- _Excerpted passage_:
Board, 24, felt underappreciated going all the way back to high school in Orlando, Florida, where he grew up a Florida State fan but could not earn a recruiting sniff from any of the Division I powers in his vicinity.
“That’s kind of how it’s been my whole life,” he said. “The guy counted out.”
He had to move north, way north, for an opportunity at Football Championship Subdivision powerhouse North Dakota State. The shift in climates came as an initial shock; in December, the average high temperature for Orlando is 75 degrees; for Fargo, it's 23 degrees.
Board did not start full-time until his fifth year. He had to force his way onto the field by excelling at special teams, much as he has in Baltimore.
“Probably similar to the NFL, that’s how you get your stripes,” said former Bisons head coach Chris Klieman, who was hired in December to run the Kansas State football program.
Did Board complain?
“You’re never going to hear about him off the field,” Klieman said. “Mild mannered, very mature kid, very personable as you get to know him. … He’s just going to handle his stuff. That’s what I appreciated about Chris. You knew every Saturday, he was going to show up and play his tail off, but you never had to worry that he was going to get big-headed or egotistical.”
Board played with future No. 2 overall pick Carson Wentz, among others, and called his move to North Dakota “one of the best decisions of my life.” It certainly proved serendipitous in his journey to Baltimore.
Was Jerry Rosburg meant to find Board? The recently retired Ravens special teams coordinator also played linebacker at North Dakota State once upon a time. He loved nothing more than an unsung talent who was hungry to chase down tackles in kickoff or punt coverage.
Rosburg was in Fargo for the Bisons’ pro day showcase in March 2018. Though most scouts and reporters seemed focused on linebacker Nick DeLuca (now with the Miami Dolphins), Board ran the 40-yard dash in 4.6 seconds.
“He fits the profile for what we’re looking for, for those undrafted free agent-type players,” Rosburg said months later. “A guy that’s athletic and fast and physical and all those traits that we look for.”
Better still, Board loved special teams unabashedly. He would never turn up his nose at the least glamorous sector of the pro game.

- _Source data_:

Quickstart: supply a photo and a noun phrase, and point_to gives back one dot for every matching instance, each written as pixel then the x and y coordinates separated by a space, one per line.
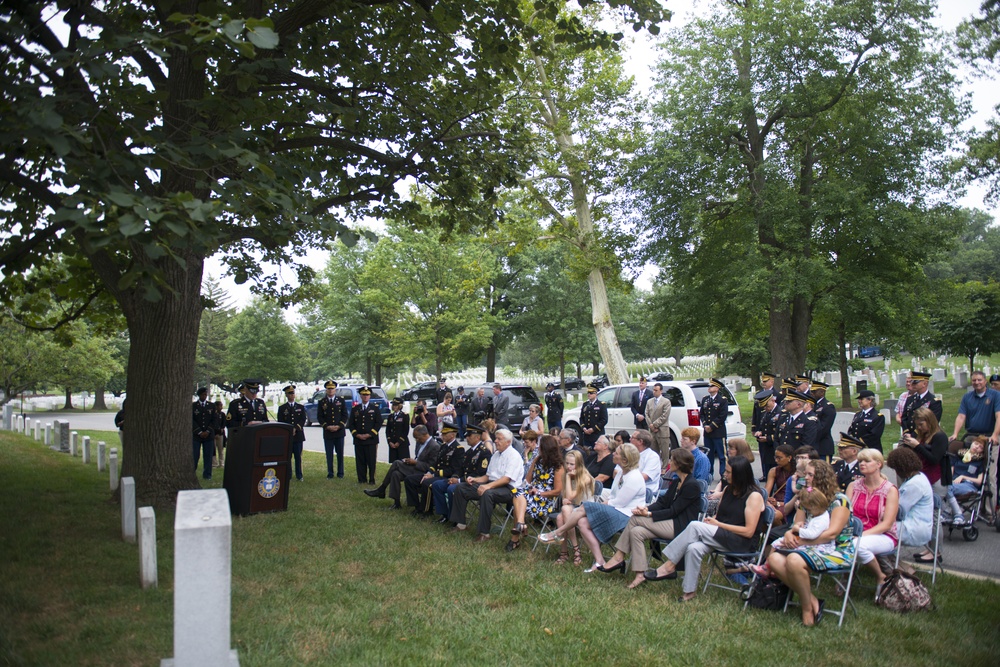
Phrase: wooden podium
pixel 258 468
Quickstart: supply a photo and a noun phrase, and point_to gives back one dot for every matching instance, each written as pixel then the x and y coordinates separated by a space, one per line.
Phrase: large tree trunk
pixel 99 403
pixel 164 336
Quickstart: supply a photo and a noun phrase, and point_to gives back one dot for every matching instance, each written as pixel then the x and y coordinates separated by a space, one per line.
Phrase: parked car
pixel 685 399
pixel 572 383
pixel 521 397
pixel 600 381
pixel 348 392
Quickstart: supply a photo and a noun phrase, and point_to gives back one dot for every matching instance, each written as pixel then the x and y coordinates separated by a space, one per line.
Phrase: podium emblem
pixel 268 485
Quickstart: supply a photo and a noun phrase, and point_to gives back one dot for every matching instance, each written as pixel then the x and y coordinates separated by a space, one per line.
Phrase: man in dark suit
pixel 638 406
pixel 450 456
pixel 500 404
pixel 293 413
pixel 826 413
pixel 397 432
pixel 366 420
pixel 593 418
pixel 427 449
pixel 331 413
pixel 481 407
pixel 868 423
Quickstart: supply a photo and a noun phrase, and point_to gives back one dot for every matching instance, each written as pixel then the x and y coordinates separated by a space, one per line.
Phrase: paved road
pixel 981 557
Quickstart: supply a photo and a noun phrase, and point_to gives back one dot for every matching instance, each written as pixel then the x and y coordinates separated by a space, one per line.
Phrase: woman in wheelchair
pixel 815 555
pixel 968 467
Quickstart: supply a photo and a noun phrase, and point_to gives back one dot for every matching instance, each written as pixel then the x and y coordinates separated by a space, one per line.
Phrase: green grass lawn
pixel 338 579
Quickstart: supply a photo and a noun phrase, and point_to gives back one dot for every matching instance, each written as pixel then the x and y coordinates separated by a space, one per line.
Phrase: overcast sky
pixel 985 98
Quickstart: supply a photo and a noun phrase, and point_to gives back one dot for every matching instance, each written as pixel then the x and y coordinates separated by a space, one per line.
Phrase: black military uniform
pixel 331 411
pixel 553 407
pixel 847 473
pixel 293 413
pixel 243 410
pixel 593 415
pixel 366 419
pixel 917 401
pixel 800 430
pixel 450 458
pixel 397 431
pixel 868 425
pixel 204 432
pixel 826 413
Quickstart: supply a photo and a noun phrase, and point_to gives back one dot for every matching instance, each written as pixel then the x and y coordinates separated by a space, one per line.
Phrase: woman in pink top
pixel 874 500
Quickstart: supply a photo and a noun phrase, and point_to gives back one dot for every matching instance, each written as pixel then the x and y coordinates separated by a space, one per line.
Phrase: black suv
pixel 520 396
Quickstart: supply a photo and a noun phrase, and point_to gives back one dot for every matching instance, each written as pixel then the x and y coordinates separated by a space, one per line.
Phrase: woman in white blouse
pixel 598 522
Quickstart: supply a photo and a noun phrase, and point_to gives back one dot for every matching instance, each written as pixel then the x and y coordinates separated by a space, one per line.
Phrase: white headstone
pixel 147 547
pixel 113 468
pixel 128 507
pixel 202 580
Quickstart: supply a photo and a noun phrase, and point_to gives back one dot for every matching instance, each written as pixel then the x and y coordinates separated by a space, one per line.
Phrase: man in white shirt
pixel 649 462
pixel 504 474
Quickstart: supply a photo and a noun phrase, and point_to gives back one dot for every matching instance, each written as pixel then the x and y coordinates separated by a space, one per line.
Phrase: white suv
pixel 685 400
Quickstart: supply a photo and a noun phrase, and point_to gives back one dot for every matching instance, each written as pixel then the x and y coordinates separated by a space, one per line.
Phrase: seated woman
pixel 874 500
pixel 597 521
pixel 542 487
pixel 931 444
pixel 578 488
pixel 665 518
pixel 736 527
pixel 815 554
pixel 968 471
pixel 601 465
pixel 915 520
pixel 777 480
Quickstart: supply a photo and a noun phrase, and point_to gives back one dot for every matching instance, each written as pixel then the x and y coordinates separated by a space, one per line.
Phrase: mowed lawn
pixel 338 579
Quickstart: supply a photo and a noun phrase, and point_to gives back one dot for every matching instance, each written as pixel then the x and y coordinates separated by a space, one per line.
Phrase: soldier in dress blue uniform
pixel 331 413
pixel 247 409
pixel 826 413
pixel 204 433
pixel 713 413
pixel 293 413
pixel 593 418
pixel 799 428
pixel 397 432
pixel 449 463
pixel 366 420
pixel 766 409
pixel 553 408
pixel 475 461
pixel 921 398
pixel 868 423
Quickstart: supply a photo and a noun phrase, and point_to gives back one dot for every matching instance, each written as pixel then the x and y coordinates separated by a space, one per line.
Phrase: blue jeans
pixel 441 491
pixel 716 448
pixel 204 447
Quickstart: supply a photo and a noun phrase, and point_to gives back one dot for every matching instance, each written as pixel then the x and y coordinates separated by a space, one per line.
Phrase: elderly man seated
pixel 426 456
pixel 504 474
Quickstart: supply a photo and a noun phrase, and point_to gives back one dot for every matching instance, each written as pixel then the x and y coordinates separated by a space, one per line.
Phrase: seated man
pixel 504 474
pixel 475 462
pixel 448 464
pixel 427 448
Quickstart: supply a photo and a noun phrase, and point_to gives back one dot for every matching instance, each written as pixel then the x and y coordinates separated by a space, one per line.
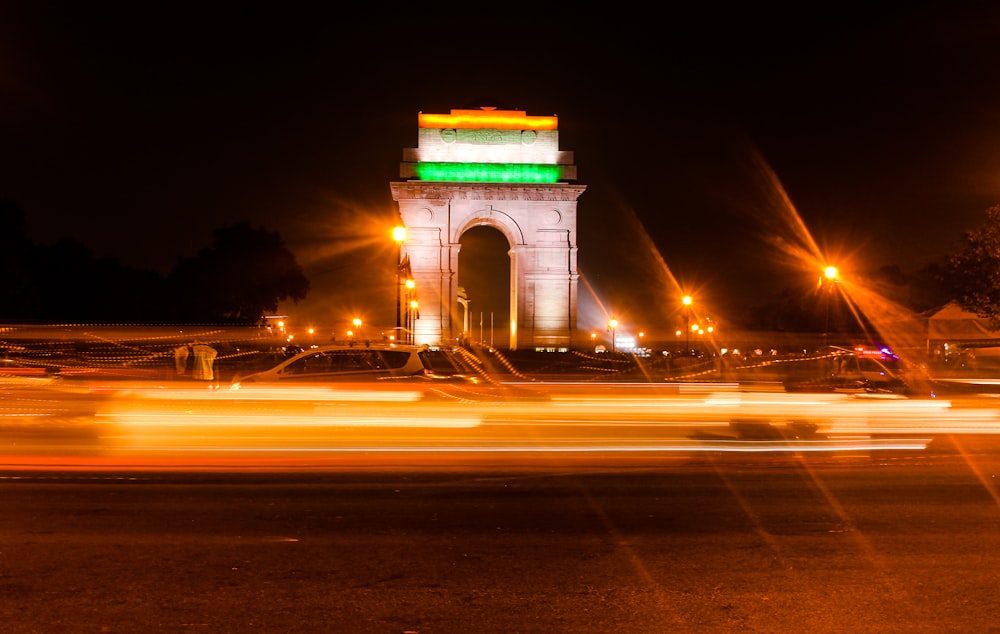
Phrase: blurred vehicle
pixel 360 362
pixel 861 369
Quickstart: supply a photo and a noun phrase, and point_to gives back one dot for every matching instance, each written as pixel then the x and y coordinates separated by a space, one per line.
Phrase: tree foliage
pixel 246 273
pixel 973 273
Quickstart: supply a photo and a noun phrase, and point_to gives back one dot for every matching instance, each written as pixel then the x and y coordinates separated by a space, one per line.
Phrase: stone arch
pixel 539 222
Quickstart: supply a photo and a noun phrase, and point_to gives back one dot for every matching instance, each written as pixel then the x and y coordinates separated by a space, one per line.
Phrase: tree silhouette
pixel 974 272
pixel 245 274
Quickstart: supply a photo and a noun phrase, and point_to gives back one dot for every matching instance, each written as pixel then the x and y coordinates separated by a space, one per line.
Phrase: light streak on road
pixel 198 422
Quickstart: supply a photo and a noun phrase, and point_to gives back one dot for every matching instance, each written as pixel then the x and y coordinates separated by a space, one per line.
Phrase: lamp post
pixel 410 305
pixel 414 311
pixel 686 300
pixel 399 235
pixel 830 274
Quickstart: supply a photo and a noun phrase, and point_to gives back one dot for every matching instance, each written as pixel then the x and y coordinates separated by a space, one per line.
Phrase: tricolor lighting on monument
pixel 488 146
pixel 501 169
pixel 488 172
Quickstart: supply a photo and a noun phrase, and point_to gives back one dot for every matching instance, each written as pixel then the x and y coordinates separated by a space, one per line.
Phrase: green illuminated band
pixel 488 172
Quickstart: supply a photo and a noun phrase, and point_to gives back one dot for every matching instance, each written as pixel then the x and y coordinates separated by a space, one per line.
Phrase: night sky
pixel 702 137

- _How to complete this task_:
From the passage above about Board's football career, list every person mentioned by name.

- _Answer box_:
Chris Board, Chris Klieman, Carson Wentz, Jerry Rosburg, Nick DeLuca